» DOCUMENT PASSAGE
-----
About the Center

The Center for Circumpolar Studies is the successor to the Center for Northern Studies. The new institution seeks to build on the traditions and accomplishments of CNS while recognizing the increased role being played by polar regions in the rapidly-changing modern world. At a time of pervasive specialization and technological complexity, CCS offers a venue for interdisciplinary studies and humanistic approaches to understanding northern lands, biota, cultures, and peoples.

Mission Statement

The Center for Circumpolar Studies is a private, non-profit institution for education and research in all aspects of the natural and cultural environment of the Circumpolar North.

Goals

Education: CCS concentrates on university-level educational opportunities and expects to work cooperatively with the University of the Arctic and other educational institutions. It also is building programs in the K-12 range, both directly and through teacher education. Its public education program includes lectures, workshops, and films relevant to circumpolar concerns.

Publications: CCS will publish a Journal devoted to exploring approaches to northern issues that transcend disciplinary boundaries. We are especially interested in speculative essays that provide springboards for discussion of wide-ranging points of view.

Networking: In addition to maintaining a website/weblog, CCS sponsors professional meetings and symposia on circumpolar issues, often in collaboration with other institutions.

Community of Scholars: CCS serves as a venue for northern scholars (not limited to academics) to participate in its activities through committee work, meetings, and other interactions to promote the growth and contributions of the Center.

Support and Collegiality: CCS encourages individuals and other organizations with polar interests through cooperative efforts and administrative support for projects and new initiatives. The Center plans to provide temporary facilities for northern scholars and researchers working on relevant projects. We are especially interested in supporting early career scholars and innovative projects.
-----
» EXERCISES TO COMPLETE
1. Set down the stretch of the Center for Circumpolar Studies text from "The Center for Circumpolar Studies is a" through "to circumpolar concerns.", word for word.
2. Pick up the Center for Circumpolar Studies text after its last sentence and keep writing.
You won't need the listing that comes next.
-----
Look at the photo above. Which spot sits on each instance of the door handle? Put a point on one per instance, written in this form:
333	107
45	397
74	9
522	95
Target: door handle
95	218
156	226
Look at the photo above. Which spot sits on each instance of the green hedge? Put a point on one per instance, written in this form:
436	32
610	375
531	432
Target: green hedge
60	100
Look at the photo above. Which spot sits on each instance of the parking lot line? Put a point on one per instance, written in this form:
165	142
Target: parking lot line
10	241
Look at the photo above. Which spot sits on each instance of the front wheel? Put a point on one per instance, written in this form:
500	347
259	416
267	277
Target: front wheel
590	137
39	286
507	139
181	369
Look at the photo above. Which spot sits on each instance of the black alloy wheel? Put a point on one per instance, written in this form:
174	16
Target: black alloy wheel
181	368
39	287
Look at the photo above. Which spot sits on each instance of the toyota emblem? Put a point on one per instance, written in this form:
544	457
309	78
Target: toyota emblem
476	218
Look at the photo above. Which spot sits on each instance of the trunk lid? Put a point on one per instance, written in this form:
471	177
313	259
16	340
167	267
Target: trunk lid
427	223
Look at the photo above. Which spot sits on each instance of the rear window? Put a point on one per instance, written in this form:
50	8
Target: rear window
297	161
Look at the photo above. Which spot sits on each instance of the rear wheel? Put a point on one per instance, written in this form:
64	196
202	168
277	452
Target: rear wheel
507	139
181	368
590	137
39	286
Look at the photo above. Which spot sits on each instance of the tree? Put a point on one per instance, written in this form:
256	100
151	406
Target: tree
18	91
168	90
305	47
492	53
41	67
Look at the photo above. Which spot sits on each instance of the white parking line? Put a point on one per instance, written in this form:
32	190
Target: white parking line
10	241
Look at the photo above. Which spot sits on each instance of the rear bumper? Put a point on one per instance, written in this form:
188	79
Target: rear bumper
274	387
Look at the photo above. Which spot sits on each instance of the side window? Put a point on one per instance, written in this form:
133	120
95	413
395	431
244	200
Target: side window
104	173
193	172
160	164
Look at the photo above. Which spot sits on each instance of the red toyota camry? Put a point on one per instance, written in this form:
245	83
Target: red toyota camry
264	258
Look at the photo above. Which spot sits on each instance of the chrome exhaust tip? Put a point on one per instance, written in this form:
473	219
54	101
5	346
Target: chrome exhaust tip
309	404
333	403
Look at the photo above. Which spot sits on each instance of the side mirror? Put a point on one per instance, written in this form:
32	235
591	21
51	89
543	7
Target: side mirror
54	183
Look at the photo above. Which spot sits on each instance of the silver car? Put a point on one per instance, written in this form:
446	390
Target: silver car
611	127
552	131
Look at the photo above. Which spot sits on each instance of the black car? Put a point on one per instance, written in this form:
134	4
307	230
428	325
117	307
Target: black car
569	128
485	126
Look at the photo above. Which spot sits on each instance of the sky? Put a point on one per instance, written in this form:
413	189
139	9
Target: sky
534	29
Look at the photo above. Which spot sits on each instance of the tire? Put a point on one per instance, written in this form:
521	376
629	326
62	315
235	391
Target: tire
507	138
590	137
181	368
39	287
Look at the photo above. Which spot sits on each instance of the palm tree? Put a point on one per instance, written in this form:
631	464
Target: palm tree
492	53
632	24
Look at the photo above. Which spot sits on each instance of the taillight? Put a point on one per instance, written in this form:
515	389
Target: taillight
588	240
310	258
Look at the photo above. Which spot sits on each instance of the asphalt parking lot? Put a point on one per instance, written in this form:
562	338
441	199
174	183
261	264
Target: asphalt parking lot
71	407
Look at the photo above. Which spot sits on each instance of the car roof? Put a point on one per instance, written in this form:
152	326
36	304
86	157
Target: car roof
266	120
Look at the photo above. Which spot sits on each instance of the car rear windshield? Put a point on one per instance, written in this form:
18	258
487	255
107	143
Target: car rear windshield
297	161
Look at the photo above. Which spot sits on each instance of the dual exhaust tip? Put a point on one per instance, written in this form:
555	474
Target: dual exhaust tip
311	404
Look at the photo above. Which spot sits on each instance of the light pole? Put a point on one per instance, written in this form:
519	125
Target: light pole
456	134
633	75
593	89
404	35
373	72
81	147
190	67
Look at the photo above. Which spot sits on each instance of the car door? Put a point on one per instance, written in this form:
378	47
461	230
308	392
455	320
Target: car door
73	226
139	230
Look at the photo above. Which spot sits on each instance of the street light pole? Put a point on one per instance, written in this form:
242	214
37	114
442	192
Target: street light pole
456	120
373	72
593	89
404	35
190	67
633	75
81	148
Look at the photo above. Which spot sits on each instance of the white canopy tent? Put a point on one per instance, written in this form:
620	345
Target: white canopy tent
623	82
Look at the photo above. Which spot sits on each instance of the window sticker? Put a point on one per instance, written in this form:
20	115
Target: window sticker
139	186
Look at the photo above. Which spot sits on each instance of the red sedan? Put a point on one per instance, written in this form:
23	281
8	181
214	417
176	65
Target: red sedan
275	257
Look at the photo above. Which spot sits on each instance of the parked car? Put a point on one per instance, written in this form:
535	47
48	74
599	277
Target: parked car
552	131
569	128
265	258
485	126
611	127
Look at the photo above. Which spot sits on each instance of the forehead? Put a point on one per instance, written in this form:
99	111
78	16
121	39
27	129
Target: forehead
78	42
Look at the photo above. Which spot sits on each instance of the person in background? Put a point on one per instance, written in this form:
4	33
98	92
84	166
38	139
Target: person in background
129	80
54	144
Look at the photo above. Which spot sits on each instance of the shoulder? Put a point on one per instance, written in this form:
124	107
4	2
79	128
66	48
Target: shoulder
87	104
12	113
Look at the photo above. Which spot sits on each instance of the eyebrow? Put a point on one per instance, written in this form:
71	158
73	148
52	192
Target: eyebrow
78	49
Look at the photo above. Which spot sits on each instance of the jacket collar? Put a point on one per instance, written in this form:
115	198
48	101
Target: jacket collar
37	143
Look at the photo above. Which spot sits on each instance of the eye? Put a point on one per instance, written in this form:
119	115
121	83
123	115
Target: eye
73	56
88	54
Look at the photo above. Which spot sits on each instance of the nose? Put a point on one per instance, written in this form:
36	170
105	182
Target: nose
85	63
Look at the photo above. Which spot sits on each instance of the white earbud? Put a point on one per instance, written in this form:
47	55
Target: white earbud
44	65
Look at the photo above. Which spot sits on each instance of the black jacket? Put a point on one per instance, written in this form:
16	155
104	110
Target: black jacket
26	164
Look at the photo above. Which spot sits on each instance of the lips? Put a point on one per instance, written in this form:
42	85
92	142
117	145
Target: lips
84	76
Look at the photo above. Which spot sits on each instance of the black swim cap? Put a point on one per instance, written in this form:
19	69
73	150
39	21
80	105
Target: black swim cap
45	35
-----
» EXERCISE ANSWERS
1.
The Center for Circumpolar Studies is a private, non-profit institution for education and research in all aspects of the natural and cultural environment of the Circumpolar North.

Goals

Education: CCS concentrates on university-level educational opportunities and expects to work cooperatively with the University of the Arctic and other educational institutions. It also is building programs in the K-12 range, both directly and through teacher education. Its public education program includes lectures, workshops, and films relevant to circumpolar concerns.

2.
Living in the North: CCS provides an ongoing forum for discourse regarding the unique challenges of living in the North. We especially encourage participation in Center activities and programs by residents of northern regions.

Contact Us

226 Spring Street
St. Johnsbury, VT 05819

info@circumpolarstudies.org


Board of Trustees

WILLIAM FITZHUGH

William W. Fitzhugh is a specialist in circumpolar anthropology and archeology who has spent more than forty years studying and publishing on arctic peoples and cultures in northern Canada, Alaska, Russia, Scandinavia, and Mongolia. His archaeological and environmental research has focused on the prehistory and paleoecology of northeastern North America, especially the problem of Eskimo and Indian cultural development across the forest-tundra boundary in Labrador, Baffin Island, and Quebec. Broader aspects of his research feature the evolution of northern maritime adaptations, circumpolar culture contacts, cross-cultural studies, and acculturation processes in the North. His research has been directed at archeological studies of the arctic voyages of Martin Frobisher AD 1576-78 and the prehistory of the Russian Arctic. He is currently investigating Asian influences on early Alaskan Eskimo culture and art through fieldwork at Bronze Age deer stone and burial sites in Mongolia, and contributions of early Basque voyages to the history of the New World.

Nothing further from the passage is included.